- _What to work on_:
A. In the essay on university protests, which sentence from the Columbia president's statement does the essay say "falls off the cliff"?
B. Pick up the essay on university protests after its final sentence and carry the argument forward.

- _Document text_:
[Begin]
Stanley Fish is the presidential scholar in residence at New College, Florida. He is author most recently of Law at the Movies: Turning Legal Doctrine into Art (Oxford, 2024).
University administrators faced with sit-ins, tent encampments, and other forms of protest continue to betray an inability to understand their situations. A prominent (and even poignant) case in point is Columbia’s president, Minouche Shafik, who began a recent statement by acknowledging the obvious: “There is a terrible conflict raging in the Middle East with devastating consequences.” She then notes that many on her campus “are experiencing deep moral distress and want Columbia to help alleviate this by taking action.” Her next sentence falls off the cliff. “We should be having serious conversations about how Columbia can contribute.”
No, no, no! What she should have said is this: “Intervening in a political crisis is not within our job description; it’s not something we are either equipped to do or assigned to do. Our job is to introduce students to the materials and histories of various academic disciplines and to provide those same students with the analytical skills that will enable them to proceed on their own after a course is over.” That’s it, nothing else. Any “contribution” we as members of the academy might make to the solving of society’s problems would be indirect. Some legislator or cabinet secretary or C.E.O. could pick up an analysis or a theorem we have produced and put it to his own purposes, but our purposes would remain as they are, limited to instruction and the advancement of knowledge in the humanities, social sciences, physical sciences and computer sciences.
Nothing in our charters, employment contracts, or compliance requirements directs us or authorizes us to play a role on the world’s stage. No applicant for a position is asked to produce political credentials; the credentials you must produce are academic. What training have you had in the field in which you propose to teach? What writings of yours have been accepted at leading journals? What new paths of research do you intend to go down? Those are the questions, not what rallies do you pledge to attend or what causes do you promise to fight for? An interviewer wants to know if you will be a competent academic performer, not if you will be a good person on the right side or on any side.
If this account of what institutions of higher learning appropriately do—they don’t do everything, they do the academic thing—is accepted, a conclusion (no doubt counterintuitive to many) immediately follows: colleges and universities have no obligation to foster or even allow political protests on campus. Indeed, it is quite the reverse, for if the overriding and defining imperative is to ensure the flourishing of the academic enterprise—classes being taught, research being conducted, procedures being followed—administrators have a positive duty to remove any impediments to that flourishing, including tent encampments, sit-ins, obstacles to exits and entries, building occupations, forcing the cancellation of classes and a host of other things now occurring.
But what about free speech? The question seems relevant because protest is a form of speech, allied with the right of assembly, and is constitutionally protected by the First Amendment. But protest is a political right deemed essential to the workings of a democracy where every voice merits a hearing. The university is not a democracy, and within its precincts the voices that are heard are those that have survived a rigorous process of vetting and credentialing. You don’t get to speak in a university setting just because you have a mouth and an opinion; you get to speak in a university because your peers have judged you capable of participating in the conversation, a judgement that follows a period of training (graduate school and the earning of a Ph.D.), apprenticeship in the trade, and performances (articles, books, juried awards) that mark you as someone worth listening to.
[End]
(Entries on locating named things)
[Begin]
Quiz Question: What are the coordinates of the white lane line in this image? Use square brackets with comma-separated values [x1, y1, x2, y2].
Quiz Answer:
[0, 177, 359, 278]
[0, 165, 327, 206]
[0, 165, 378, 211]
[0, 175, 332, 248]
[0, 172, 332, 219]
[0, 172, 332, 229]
[End]
- _Results by task_:
A. "We should be having serious conversations about how Columbia can contribute."

B.
More are silenced than are given a platform, and when you are granted a platform, you are expected to produce speech that contributes in a significant way to the practice that has accepted you as a member. This is not free speech, but speech constrained by the norms and protocols that define and monitor the profession. As with any other practice, it is always possible, and indeed mandatory, to say of something offered, “That’s not the kind of thing we do around here.” In the academy political protest is not the kind of thing we do around here; it is not part of the core mission, although universities can decide to permit a bit of it in designated places on the model of a Hyde Park corner. But once the permitted political speech gets out of hand and threatens to undermine the main business of the enterprise—instructing students and advancing the state of knowledge—it must be curbed and even silenced.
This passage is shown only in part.